Entries taken from a collection:
┌──

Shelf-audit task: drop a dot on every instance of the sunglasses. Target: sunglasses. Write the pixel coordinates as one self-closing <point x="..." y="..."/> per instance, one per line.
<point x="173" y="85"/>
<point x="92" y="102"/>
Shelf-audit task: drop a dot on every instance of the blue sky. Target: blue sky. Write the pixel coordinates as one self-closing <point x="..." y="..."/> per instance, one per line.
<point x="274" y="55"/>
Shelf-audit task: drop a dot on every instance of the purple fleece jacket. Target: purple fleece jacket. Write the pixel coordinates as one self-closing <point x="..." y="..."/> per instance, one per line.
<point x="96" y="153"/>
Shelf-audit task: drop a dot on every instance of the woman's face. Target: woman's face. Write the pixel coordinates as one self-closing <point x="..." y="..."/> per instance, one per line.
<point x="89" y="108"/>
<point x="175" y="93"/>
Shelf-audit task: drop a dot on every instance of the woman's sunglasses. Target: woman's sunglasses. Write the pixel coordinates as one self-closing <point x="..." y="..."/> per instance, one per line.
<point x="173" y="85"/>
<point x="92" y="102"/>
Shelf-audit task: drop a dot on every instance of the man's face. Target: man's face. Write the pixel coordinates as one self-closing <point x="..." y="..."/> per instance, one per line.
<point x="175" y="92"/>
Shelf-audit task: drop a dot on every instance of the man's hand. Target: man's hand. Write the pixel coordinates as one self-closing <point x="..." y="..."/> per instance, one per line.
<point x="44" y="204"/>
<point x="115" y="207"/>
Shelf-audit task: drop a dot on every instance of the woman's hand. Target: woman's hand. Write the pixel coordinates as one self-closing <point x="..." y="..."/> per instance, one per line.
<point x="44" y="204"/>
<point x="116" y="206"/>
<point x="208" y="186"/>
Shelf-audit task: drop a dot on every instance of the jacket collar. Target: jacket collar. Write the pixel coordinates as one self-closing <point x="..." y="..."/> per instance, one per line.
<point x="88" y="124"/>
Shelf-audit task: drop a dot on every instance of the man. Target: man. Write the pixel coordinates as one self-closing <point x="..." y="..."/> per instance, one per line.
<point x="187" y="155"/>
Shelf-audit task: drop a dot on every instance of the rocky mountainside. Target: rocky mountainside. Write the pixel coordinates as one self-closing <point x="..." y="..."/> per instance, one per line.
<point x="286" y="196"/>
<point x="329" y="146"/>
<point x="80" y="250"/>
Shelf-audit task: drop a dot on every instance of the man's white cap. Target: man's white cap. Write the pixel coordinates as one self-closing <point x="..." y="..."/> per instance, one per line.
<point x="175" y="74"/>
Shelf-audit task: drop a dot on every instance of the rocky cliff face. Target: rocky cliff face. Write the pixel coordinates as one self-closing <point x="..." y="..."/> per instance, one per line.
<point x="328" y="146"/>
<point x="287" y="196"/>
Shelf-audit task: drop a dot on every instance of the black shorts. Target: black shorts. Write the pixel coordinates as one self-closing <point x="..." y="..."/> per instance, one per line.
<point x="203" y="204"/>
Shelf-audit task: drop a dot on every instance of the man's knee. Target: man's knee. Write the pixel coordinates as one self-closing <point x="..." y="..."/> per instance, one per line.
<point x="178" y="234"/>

└──

- _DIRECTION_: Repeat, without changes, every line from the one that contains "the man's white" through the final line of the data.

- _THE REPLY_:
Shelf-audit task: drop a dot on every instance of the man's white cap. Target: man's white cap. Write the pixel coordinates as one self-closing <point x="..." y="..."/> per instance, one per line.
<point x="175" y="74"/>
Shelf-audit task: drop a dot on every instance of the rocky cliff face. Target: rocky cliff face. Write the pixel coordinates as one self-closing <point x="..." y="..."/> per instance, one per line.
<point x="328" y="146"/>
<point x="287" y="196"/>
Shelf-audit task: drop a dot on every instance of the black shorts. Target: black shorts. Write the pixel coordinates as one self-closing <point x="..." y="..."/> per instance, one per line.
<point x="203" y="204"/>
Shelf-audit task: drop a dot on every instance of the man's knee. Target: man's knee. Write the pixel coordinates as one self-closing <point x="..." y="..."/> per instance, one per line.
<point x="178" y="234"/>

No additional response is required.